[Given request]: Everything from the line containing "the white downspout;" to the last line of the records must be returned verbatim; nothing else belongs in the output.

[Data to process]:
= = =

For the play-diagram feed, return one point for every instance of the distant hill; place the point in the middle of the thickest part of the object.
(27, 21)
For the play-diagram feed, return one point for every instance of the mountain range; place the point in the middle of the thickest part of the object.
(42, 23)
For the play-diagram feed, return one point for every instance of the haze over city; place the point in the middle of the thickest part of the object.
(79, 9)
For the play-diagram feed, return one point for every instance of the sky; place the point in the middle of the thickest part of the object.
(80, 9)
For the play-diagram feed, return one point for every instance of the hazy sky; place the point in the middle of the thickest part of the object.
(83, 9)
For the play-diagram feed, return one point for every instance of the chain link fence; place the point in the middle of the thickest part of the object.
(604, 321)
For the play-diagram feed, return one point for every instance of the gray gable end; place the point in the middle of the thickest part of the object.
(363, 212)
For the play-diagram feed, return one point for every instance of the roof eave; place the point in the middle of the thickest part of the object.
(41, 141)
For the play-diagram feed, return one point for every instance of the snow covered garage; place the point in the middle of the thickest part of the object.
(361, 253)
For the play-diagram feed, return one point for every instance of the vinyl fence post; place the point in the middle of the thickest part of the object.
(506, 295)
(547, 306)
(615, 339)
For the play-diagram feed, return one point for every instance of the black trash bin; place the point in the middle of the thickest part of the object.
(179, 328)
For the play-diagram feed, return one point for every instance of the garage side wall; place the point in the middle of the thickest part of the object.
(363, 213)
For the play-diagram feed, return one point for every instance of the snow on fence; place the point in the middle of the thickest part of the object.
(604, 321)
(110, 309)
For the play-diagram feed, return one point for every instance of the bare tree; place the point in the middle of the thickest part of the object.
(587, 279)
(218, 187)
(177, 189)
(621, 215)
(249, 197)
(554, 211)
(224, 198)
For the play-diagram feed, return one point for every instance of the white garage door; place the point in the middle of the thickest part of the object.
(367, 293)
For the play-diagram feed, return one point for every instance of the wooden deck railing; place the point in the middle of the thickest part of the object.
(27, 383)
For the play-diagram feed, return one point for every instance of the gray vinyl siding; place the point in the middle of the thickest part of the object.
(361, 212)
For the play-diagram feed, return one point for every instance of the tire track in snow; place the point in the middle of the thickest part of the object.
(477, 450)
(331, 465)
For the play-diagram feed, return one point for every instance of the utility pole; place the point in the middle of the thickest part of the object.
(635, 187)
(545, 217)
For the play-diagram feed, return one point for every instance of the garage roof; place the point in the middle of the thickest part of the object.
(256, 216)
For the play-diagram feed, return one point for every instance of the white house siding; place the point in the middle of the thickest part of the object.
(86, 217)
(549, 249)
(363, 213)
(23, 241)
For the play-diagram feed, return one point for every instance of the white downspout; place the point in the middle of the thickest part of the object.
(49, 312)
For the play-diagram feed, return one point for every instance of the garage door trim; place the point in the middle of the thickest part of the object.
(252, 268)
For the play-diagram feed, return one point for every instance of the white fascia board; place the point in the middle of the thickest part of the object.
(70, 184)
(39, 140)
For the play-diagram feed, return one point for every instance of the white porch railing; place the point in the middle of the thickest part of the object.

= = =

[Response to the exercise]:
For the play-diagram feed, return one point for every instance of the white downspout; place the point in the middle of the thickest part of the object.
(49, 312)
For the play-diagram feed, return one point for every instance of the garage door trim; place the point in the middle of the thickest part of the object.
(252, 268)
For the play-diagram feed, return one point for every instance of the white fascia board; place the point in the middle of the thickest part of the object.
(70, 184)
(39, 140)
For the play-diagram feed, return one point for every instance of the white porch railing; place the point in the middle of the thickest part of the object.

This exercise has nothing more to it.